[Entries pointing to labeled objects]
━━━━━━━━━━━━━━━━━━━━━━━━━━━━━━
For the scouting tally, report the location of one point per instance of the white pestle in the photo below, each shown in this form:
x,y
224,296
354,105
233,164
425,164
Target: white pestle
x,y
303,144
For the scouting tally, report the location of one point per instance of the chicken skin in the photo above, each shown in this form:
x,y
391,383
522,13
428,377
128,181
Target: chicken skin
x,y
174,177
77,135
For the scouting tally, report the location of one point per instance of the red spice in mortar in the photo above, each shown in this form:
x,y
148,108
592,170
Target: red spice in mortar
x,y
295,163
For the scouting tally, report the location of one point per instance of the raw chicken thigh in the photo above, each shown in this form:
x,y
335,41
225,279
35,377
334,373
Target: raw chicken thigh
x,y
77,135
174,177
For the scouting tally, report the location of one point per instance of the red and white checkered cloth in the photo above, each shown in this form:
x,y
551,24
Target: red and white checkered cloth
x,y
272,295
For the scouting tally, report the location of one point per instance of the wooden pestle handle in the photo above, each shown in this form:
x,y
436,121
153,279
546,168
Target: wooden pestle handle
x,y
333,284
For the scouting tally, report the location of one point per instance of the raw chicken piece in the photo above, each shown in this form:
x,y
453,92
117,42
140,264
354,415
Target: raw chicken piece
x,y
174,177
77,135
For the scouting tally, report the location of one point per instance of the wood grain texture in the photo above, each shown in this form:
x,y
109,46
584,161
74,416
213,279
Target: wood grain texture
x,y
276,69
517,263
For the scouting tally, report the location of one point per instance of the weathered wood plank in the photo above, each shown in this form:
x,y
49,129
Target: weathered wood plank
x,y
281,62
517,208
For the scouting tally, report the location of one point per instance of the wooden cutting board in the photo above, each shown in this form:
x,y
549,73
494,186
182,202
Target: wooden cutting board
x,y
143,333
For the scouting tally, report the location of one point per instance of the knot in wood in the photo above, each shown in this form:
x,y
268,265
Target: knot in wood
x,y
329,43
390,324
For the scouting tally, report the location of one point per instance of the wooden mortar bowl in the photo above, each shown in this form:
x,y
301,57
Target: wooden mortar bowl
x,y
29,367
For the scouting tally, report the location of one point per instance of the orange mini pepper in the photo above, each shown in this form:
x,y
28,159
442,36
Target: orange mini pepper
━━━━━━━━━━━━━━━━━━━━━━━━━━━━━━
**Brief**: Convert every line of the records above into a JSON list of strings, one string per line, leaving out blank lines.

**Solution**:
[
  "For the scouting tally, report the location of one point per instance of the white pestle in the photo below, each shown in this form:",
  "x,y",
  "224,296",
  "354,105",
  "233,164",
  "425,164",
  "Target: white pestle",
  "x,y",
  "303,144",
  "For the scouting tally, report the location of one point per instance of the chicken skin in the photo above, each shown in this form:",
  "x,y",
  "391,383",
  "522,13",
  "428,377",
  "128,181",
  "Target: chicken skin",
  "x,y",
  "174,177",
  "77,135",
  "For the scouting tally, report the location of one point per instance of the red spice in mortar in the photo above, each shown in this form:",
  "x,y",
  "148,108",
  "592,170",
  "Target: red spice in mortar",
  "x,y",
  "295,163",
  "For the scouting tally, report the location of one point per instance of the raw chicken thigh in the photo above, each shown in this form:",
  "x,y",
  "335,41",
  "225,279",
  "35,377",
  "334,373",
  "Target: raw chicken thigh",
  "x,y",
  "77,135",
  "174,177",
  "For the scouting tally, report the location of one point per instance of the red and white checkered cloth in the photo above, each shown in this form:",
  "x,y",
  "551,24",
  "Target: red and white checkered cloth",
  "x,y",
  "272,295",
  "For the scouting tally, report the location of one point per instance of the wooden pestle handle in the photo above, each shown in this form:",
  "x,y",
  "436,121",
  "153,279",
  "546,168",
  "Target: wooden pestle handle",
  "x,y",
  "333,284",
  "For the scouting tally, report the location of one point per instance of the raw chicken piece in the photo above, each shown in this form:",
  "x,y",
  "453,92",
  "117,42",
  "140,264",
  "354,415",
  "Target: raw chicken piece",
  "x,y",
  "174,177",
  "77,135",
  "For the scouting tally, report the location of one point per instance of the wood grain texture in the photo above, each shown in this form:",
  "x,y",
  "109,46",
  "584,161",
  "74,416",
  "213,279",
  "Target: wood grain texture",
  "x,y",
  "276,69",
  "517,263",
  "For the scouting tally, report the location of one point per instance of the weathered wood plank in the photo above, each shown in this form:",
  "x,y",
  "49,129",
  "Target: weathered wood plank",
  "x,y",
  "281,62",
  "517,208",
  "For the scouting tally, report the location of one point per instance of the wooden cutting board in the photo above, each shown in this form:",
  "x,y",
  "549,73",
  "494,186",
  "182,202",
  "Target: wooden cutting board",
  "x,y",
  "143,333",
  "For the scouting tally, report the location of one point per instance of the knot in wood in the photo above, each shown in this form:",
  "x,y",
  "268,265",
  "Target: knot in wood",
  "x,y",
  "329,43",
  "390,324",
  "For the scouting tally, report the location of one point per instance of the wooden mortar bowl in the photo above, each shown in this form:",
  "x,y",
  "301,57",
  "Target: wooden mortar bowl",
  "x,y",
  "29,367",
  "For the scouting tally, report the location of one point per instance of the orange mini pepper in the photo above, each shown in this form:",
  "x,y",
  "28,159",
  "442,36",
  "Target: orange mini pepper"
]